The problem
Can you give every line of the entries below as a Markdown table with the columns Row and Line, numbering the rows and skipping any blank lines? Leave the pictures out of your answer.

Object outline annotations
▼
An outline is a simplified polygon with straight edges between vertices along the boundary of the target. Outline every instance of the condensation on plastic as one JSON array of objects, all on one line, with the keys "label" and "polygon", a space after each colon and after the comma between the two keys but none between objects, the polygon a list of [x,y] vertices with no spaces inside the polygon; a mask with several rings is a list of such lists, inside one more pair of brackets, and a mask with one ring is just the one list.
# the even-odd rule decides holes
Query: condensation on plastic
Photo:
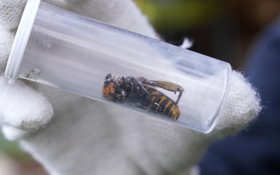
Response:
[{"label": "condensation on plastic", "polygon": [[[231,72],[228,63],[41,2],[18,77],[134,110],[128,115],[136,111],[206,133],[222,110]],[[178,118],[106,99],[103,81],[109,73],[181,86]],[[178,93],[155,88],[176,101]]]}]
▲
Answer below
| Row | Line |
|---|---|
| 1 | An outline is a simplified polygon with straight edges between vertices along the boundary of the target. Outline every instance of the condensation on plastic as one JSON array of objects, all on one line, with the keys "label" and "polygon", a space after each colon and after the comma between the two keys but none between objects, the polygon a list of [x,y] vertices with no spaces inside the polygon; a mask with several rings is a list of such lists, inside one more pair of brackets, and a mask with one ring is just the one list. |
| 2 | # the even-odd rule decides holes |
| 3 | Query: condensation on plastic |
| 4 | Photo: |
| 5 | Response: |
| 6 | [{"label": "condensation on plastic", "polygon": [[[231,72],[228,63],[41,2],[18,77],[134,110],[128,115],[136,111],[206,133],[222,110]],[[178,118],[106,99],[103,81],[109,73],[181,86]],[[178,93],[155,88],[176,101]]]}] |